- **Exercise 1**: In the article about the Sandmann lawsuit, why does attorney Robert Barnes say Friday's ruling will not stop the suits he is pursuing? Answer in one to three sentences.
- **Exercise 2**: Duplicate the part of the article about the Sandmann lawsuit between "83-year-old U.S. District" and "by the dismissal.", inclusive.

- **Passage shown**:
--- --- ---

83-year-old U.S. District Judge William Bertelsman, a Jimmy Carter appointee dismissed the $250 million lawsuit filed by Covington Catholic student Nick Sandmann against the Washington Post.
The $250 million lawsuit filed by Nick Sandmann against the Washington Post has been dismissed by a federal judge.
U.S. District Judge William Bertelsman, who heard oral arguments earlier this month, issued the ruling on Friday in the case that garnered national attention. Nick became embroiled in a divisive response to an encounter between him, his Covington Catholic High classmates and Native Americans on the National Mall.
The Washington Post, in a statement, said it was pleased by the dismissal.
“From our first story on this incident to our last, we sought to report fairly and accurately the facts that could be established from available evidence, the perspectives of all of the participants, and the comments of the responsible church and school officials,” The Post said through a spokesperson.
Lin Wood, the high-profile attorney representing Covington Catholic student Nick Sandmann, filed a $250 million lawsuit against the Washington Post for defamation in February.
The lawsuit claims that the paper “vilified” the student that was seen in a viral video being confronted by far-left activist Nathan Phillips because of the fact that he is white.
Filed in the U.S. District Court in Kentucky, the 38-page complaint says that “the Post wrongfully targeted and bullied Nicholas because he was the white, Catholic student wearing a red ‘Make America Great Again’ souvenir cap on a school field trip to the January 18 March for Life in Washington, D.C. when he was unexpectedly and suddenly confronted by Nathan Phillips (‘Phillips’), a known Native American activist, who beat a drum and sang loudly within inches of his face (‘the January 18 incident’).”
The Sandmann family is planning to appeal Judge Bertelsman’s ruling, according to attorney L. Lin Wood.
Attorney Robert Barnes, who is representing other people involved in Covingtongate in a separate suit said Friday’s ruling will not stop the suit for the other boys he represents.
Not my suit. Different case, different facts. Will not stop the suits for the other boys I represent.

--- --- ---

- **Record extracts**:
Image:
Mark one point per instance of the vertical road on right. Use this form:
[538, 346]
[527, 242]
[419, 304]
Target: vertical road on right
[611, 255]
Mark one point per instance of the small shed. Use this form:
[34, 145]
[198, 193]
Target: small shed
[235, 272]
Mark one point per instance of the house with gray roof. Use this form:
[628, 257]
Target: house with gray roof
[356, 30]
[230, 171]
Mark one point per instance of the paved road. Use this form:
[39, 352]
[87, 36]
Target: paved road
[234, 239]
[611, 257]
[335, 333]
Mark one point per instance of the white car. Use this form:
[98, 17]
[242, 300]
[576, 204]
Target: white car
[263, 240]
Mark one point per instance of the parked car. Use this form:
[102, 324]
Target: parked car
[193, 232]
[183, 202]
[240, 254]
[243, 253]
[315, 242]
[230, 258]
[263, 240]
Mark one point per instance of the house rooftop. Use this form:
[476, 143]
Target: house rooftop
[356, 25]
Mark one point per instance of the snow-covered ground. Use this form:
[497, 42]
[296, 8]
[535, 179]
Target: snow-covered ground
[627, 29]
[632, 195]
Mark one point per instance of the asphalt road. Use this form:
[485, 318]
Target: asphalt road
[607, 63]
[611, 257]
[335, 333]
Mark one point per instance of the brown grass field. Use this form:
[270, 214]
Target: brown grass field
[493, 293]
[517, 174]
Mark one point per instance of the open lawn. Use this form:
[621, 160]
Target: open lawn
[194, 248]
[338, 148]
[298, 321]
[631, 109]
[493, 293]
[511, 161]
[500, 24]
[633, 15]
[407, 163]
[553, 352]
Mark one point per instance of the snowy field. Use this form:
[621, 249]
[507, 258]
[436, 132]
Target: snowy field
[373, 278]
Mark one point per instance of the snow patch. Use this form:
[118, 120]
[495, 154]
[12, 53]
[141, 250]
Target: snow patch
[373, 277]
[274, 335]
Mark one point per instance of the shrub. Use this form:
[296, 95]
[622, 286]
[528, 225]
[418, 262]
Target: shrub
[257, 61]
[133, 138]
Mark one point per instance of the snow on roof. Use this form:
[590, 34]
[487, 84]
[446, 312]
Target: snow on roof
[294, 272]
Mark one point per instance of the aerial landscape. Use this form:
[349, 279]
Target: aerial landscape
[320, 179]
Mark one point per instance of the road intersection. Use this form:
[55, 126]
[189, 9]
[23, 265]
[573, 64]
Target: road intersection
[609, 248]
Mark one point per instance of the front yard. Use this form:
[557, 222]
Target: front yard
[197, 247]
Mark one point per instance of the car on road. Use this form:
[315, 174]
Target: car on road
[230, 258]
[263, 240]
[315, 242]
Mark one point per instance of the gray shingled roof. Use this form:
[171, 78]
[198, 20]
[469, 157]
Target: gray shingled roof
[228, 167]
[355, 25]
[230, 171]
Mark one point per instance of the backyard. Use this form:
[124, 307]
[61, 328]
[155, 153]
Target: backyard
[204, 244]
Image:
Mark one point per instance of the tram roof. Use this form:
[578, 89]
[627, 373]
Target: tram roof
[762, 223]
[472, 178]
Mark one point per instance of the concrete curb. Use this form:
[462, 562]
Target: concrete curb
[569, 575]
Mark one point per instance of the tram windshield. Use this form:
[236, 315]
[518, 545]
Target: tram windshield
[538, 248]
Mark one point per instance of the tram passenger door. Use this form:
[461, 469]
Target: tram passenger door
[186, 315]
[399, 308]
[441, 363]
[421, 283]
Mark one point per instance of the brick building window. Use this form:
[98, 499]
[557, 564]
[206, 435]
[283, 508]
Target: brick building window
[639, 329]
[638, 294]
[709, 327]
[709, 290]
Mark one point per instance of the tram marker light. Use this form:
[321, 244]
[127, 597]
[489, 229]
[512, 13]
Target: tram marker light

--- --- ---

- **Exercise result 1**: Barnes says the dismissed suit is not his. His clients' suit is a different case with different facts, so the ruling will not stop the suits for the other boys he represents.

- **Exercise result 2**:
83-year-old U.S. District Judge William Bertelsman, a Jimmy Carter appointee dismissed the $250 million lawsuit filed by Covington Catholic student Nick Sandmann against the Washington Post.
The $250 million lawsuit filed by Nick Sandmann against the Washington Post has been dismissed by a federal judge.
U.S. District Judge William Bertelsman, who heard oral arguments earlier this month, issued the ruling on Friday in the case that garnered national attention. Nick became embroiled in a divisive response to an encounter between him, his Covington Catholic High classmates and Native Americans on the National Mall.
The Washington Post, in a statement, said it was pleased by the dismissal.